— START SOURCE EXCERPT —

About Me

Bonnie Effros joined the Department of History at the University of Liverpool in August 2017. As the Chaddock Chair of Economic and Social History, she teaches both early medieval and modern European history. She was previously Professor of History, and the inaugural Rothman Chair and Director of the Center for the Humanities and the Public Sphere, at the University of Florida (2009-2017), where she oversaw the Center’s activities, including an annual speaker series and funding competitons for summer grant support for faculty and graduate students in the humanities, lecture series and workshops, library resources, community projects, and team-teaching in the humanities. In 2017, she successfully submitted a grant application to the Mellon for "Intersections: Animating Conversations in the Humanities" to support undergraduate core teaching in the humanities at the University of Florida. She also helped the Humanities Center initiate an annual week-long summer humanities program for high school students in Florida, Humanities and the Sunshine State, with the support of the Florida Humanities Council, the Center for Precollegiate Education and Teaching, and the College of Liberal Arts and Science.

— END SOURCE EXCERPT —

• EXERCISE SET:
[1] Please list the organizations that the About Me section names as supporting the summer humanities program for high school students in Florida.
[2] According to the About Me section, why did Bonnie Effros submit a grant application to the Mellon in 2017? Answer in one to three sentences.
Rely only on the About Me section above.

— START RECORDED INFORMATION —

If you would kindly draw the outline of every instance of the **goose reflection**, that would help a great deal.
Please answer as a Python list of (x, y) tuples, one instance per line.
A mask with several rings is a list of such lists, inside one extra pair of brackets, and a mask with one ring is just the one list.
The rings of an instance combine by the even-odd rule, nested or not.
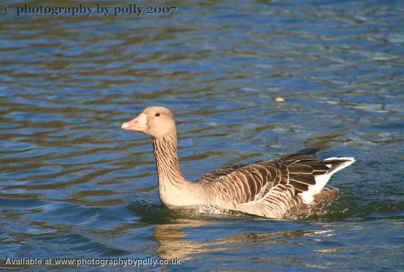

— END RECORDED INFORMATION —

• RESULTS:
[1]
- Florida Humanities Council
- Center for Precollegiate Education and Teaching
- College of Liberal Arts and Science

[2] She submitted the application, titled "Intersections: Animating Conversations in the Humanities," to support undergraduate core teaching in the humanities at the University of Florida.